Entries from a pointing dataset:
* * * * * * * * *

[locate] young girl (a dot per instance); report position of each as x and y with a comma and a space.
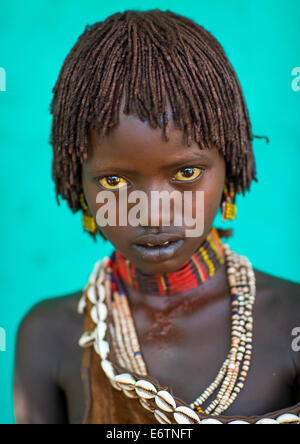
171, 328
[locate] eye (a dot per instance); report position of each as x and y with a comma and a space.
188, 174
112, 182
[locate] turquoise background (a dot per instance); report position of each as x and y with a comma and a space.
45, 252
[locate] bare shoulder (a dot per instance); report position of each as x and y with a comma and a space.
46, 335
53, 321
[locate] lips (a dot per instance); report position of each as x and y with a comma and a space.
157, 240
157, 248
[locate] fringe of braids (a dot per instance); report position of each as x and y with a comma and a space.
152, 58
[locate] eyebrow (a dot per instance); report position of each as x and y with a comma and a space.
200, 157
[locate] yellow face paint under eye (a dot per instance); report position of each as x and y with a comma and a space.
193, 174
112, 182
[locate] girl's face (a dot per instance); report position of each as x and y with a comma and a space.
134, 154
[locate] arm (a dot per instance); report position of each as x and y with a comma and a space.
37, 399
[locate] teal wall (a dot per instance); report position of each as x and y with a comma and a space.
44, 250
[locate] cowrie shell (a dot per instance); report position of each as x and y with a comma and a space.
125, 381
130, 393
101, 292
96, 348
287, 418
165, 401
145, 389
238, 421
92, 294
115, 385
161, 417
210, 421
185, 415
108, 368
146, 405
86, 339
100, 330
103, 348
99, 312
81, 304
267, 421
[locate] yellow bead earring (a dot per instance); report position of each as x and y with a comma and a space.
228, 206
89, 223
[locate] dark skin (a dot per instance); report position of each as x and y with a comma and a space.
184, 338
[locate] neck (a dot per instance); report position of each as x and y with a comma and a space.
199, 268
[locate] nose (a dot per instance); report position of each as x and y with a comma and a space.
159, 207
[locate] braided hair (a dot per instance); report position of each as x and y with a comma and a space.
151, 58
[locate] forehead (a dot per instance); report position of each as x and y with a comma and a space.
132, 141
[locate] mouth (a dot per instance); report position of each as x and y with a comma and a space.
158, 252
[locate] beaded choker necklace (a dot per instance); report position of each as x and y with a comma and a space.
199, 268
115, 340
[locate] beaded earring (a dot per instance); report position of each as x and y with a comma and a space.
89, 223
228, 206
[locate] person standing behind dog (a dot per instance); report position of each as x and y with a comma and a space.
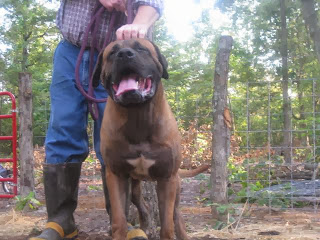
67, 139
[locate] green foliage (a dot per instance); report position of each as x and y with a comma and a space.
30, 36
28, 201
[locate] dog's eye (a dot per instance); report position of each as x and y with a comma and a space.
141, 49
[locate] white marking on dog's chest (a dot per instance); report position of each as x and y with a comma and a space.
141, 167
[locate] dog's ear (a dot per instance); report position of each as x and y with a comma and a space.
97, 71
163, 62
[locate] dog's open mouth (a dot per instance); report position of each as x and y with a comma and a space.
133, 82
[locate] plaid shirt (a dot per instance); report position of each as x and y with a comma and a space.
74, 15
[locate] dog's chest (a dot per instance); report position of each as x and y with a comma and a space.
146, 162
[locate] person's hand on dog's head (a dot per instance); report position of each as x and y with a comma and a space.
144, 19
118, 5
129, 31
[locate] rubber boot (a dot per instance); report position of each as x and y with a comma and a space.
105, 191
61, 183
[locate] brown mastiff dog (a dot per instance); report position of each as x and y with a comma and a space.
139, 134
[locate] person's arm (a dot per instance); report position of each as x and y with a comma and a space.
144, 19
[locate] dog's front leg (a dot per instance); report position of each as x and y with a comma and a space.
166, 191
117, 190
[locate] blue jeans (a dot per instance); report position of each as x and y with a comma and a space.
67, 137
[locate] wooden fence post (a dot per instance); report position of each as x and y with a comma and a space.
221, 127
25, 134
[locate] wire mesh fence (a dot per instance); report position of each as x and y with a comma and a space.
266, 174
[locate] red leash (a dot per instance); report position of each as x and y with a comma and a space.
93, 28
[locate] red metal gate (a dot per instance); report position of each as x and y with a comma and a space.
13, 139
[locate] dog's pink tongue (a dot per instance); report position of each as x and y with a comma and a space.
126, 85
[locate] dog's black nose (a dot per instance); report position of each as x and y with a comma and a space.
126, 53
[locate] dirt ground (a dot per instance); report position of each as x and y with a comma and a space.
255, 222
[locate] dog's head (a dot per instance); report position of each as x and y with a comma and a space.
130, 70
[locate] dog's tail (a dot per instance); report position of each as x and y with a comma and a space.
184, 173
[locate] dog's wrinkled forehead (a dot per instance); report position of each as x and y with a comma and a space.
132, 43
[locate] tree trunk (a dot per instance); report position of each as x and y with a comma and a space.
285, 79
25, 134
311, 19
221, 131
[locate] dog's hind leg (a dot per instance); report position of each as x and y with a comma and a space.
117, 192
138, 201
166, 191
179, 225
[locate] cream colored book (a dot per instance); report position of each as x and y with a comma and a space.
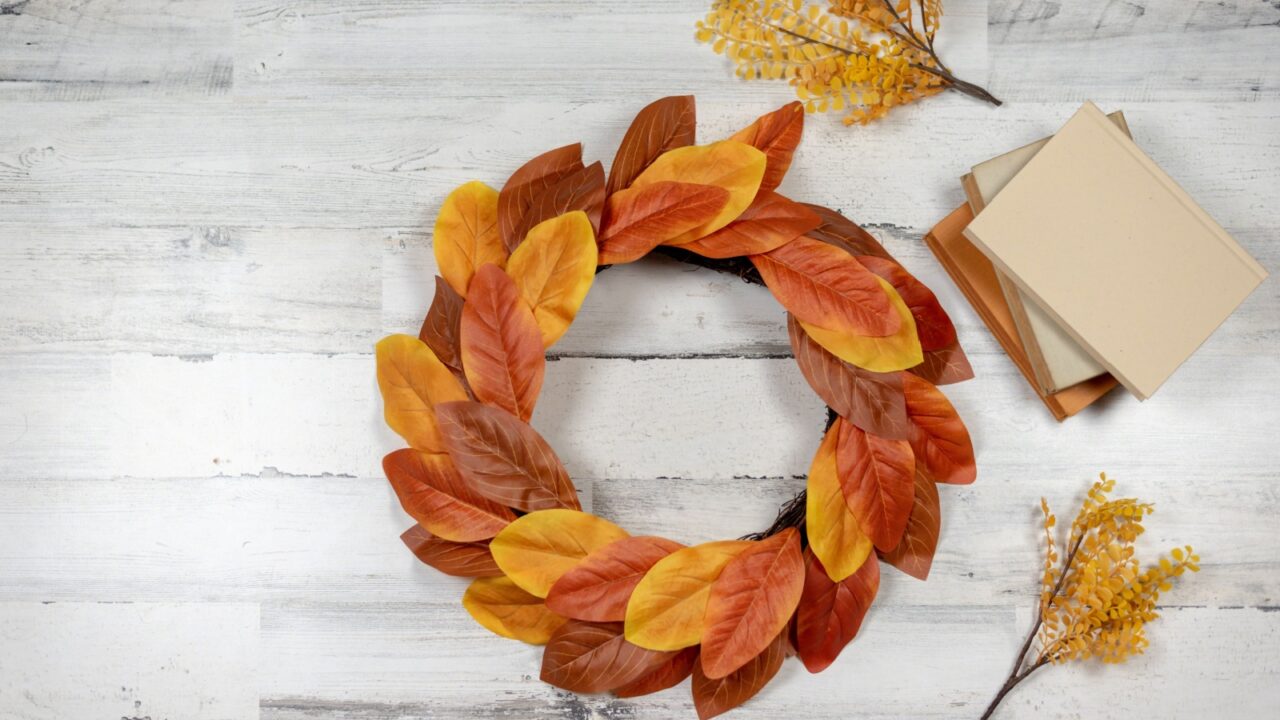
1056, 359
1123, 259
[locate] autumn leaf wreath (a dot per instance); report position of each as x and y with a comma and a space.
638, 614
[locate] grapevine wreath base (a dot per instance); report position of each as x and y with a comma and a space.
634, 615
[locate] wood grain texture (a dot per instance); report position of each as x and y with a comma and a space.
210, 212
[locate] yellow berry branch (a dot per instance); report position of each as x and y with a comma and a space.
864, 57
1098, 601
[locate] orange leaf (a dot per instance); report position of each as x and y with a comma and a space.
668, 606
502, 347
643, 218
831, 613
872, 401
531, 180
752, 602
932, 323
876, 475
538, 548
412, 381
734, 165
826, 287
666, 675
832, 528
914, 555
504, 459
506, 610
938, 437
661, 126
434, 495
777, 133
713, 697
466, 235
599, 587
580, 190
458, 559
553, 269
594, 657
771, 222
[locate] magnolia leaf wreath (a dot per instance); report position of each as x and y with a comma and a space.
638, 614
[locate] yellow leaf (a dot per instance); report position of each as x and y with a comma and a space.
667, 610
412, 381
502, 607
535, 550
888, 354
734, 165
466, 235
833, 532
553, 268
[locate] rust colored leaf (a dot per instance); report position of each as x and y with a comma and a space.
877, 478
643, 218
945, 367
457, 559
914, 555
846, 235
831, 613
594, 657
502, 347
713, 697
666, 675
661, 126
827, 287
938, 437
777, 135
433, 492
531, 180
873, 401
752, 602
932, 323
768, 223
599, 587
504, 459
580, 190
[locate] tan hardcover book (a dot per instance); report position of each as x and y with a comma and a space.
1123, 259
1056, 359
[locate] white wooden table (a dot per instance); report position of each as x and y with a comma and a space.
211, 209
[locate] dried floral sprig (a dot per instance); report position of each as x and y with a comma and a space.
1098, 601
865, 57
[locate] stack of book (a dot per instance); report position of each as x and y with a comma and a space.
1089, 264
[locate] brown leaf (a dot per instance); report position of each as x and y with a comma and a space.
777, 133
593, 657
599, 587
831, 613
504, 459
876, 475
914, 555
769, 222
945, 367
659, 127
531, 180
580, 190
713, 697
643, 218
666, 675
502, 347
938, 437
846, 235
457, 559
873, 401
752, 602
932, 323
827, 287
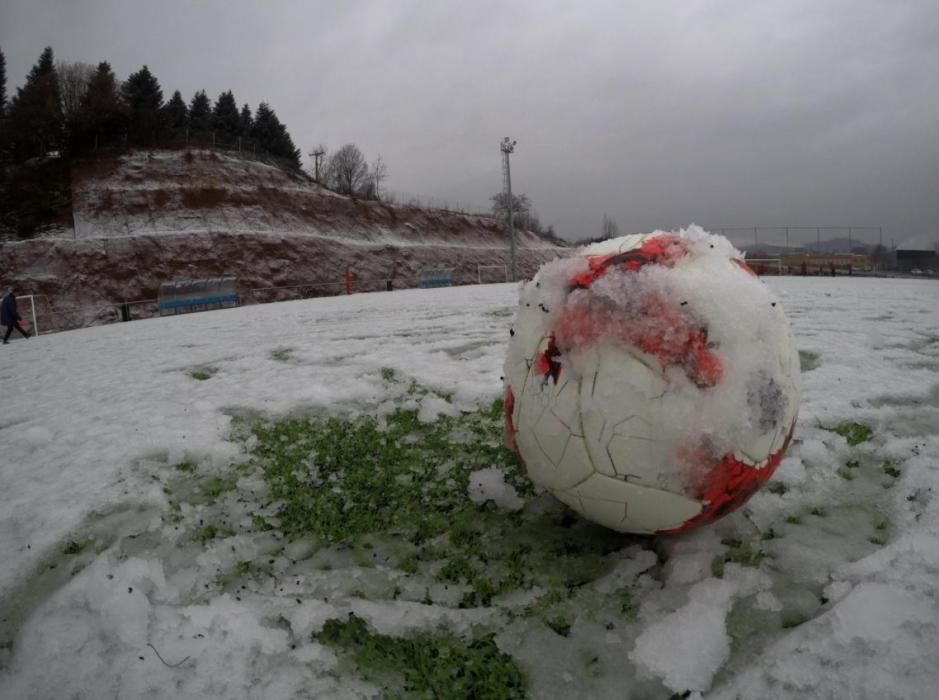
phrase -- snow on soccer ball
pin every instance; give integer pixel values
(652, 381)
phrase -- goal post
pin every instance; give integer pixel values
(493, 273)
(32, 310)
(761, 266)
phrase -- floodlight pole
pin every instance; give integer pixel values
(508, 146)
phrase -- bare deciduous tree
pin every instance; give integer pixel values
(347, 171)
(74, 79)
(379, 173)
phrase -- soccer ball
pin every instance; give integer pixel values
(652, 381)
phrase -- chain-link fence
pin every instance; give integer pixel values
(246, 148)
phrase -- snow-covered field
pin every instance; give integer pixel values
(143, 555)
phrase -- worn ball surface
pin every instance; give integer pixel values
(652, 381)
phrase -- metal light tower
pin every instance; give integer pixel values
(508, 146)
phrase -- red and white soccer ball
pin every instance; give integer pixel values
(652, 381)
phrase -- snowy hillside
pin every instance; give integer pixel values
(192, 510)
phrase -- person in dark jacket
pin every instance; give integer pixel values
(10, 317)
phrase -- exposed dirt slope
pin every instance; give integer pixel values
(147, 218)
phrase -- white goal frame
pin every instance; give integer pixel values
(769, 262)
(480, 268)
(32, 310)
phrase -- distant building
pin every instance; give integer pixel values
(919, 253)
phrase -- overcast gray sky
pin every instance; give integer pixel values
(798, 112)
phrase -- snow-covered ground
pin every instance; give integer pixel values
(824, 585)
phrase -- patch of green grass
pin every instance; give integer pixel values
(243, 568)
(559, 625)
(629, 605)
(854, 433)
(770, 534)
(742, 552)
(342, 481)
(890, 468)
(73, 547)
(209, 531)
(215, 486)
(281, 354)
(426, 664)
(808, 360)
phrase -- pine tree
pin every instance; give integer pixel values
(3, 84)
(176, 116)
(226, 121)
(272, 136)
(200, 116)
(145, 99)
(246, 121)
(36, 124)
(102, 114)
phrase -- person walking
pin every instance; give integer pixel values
(10, 317)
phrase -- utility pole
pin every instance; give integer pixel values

* * * * * * * * *

- OBJECTIVE:
Render the part of the listing that opens with the line containing "phrase -- utility pole" and runs through the end of the listing as a numbered list, omitting any blank lines.

- ANSWER BELOW:
1. phrase -- utility pole
2. pin every instance; give integer pixel values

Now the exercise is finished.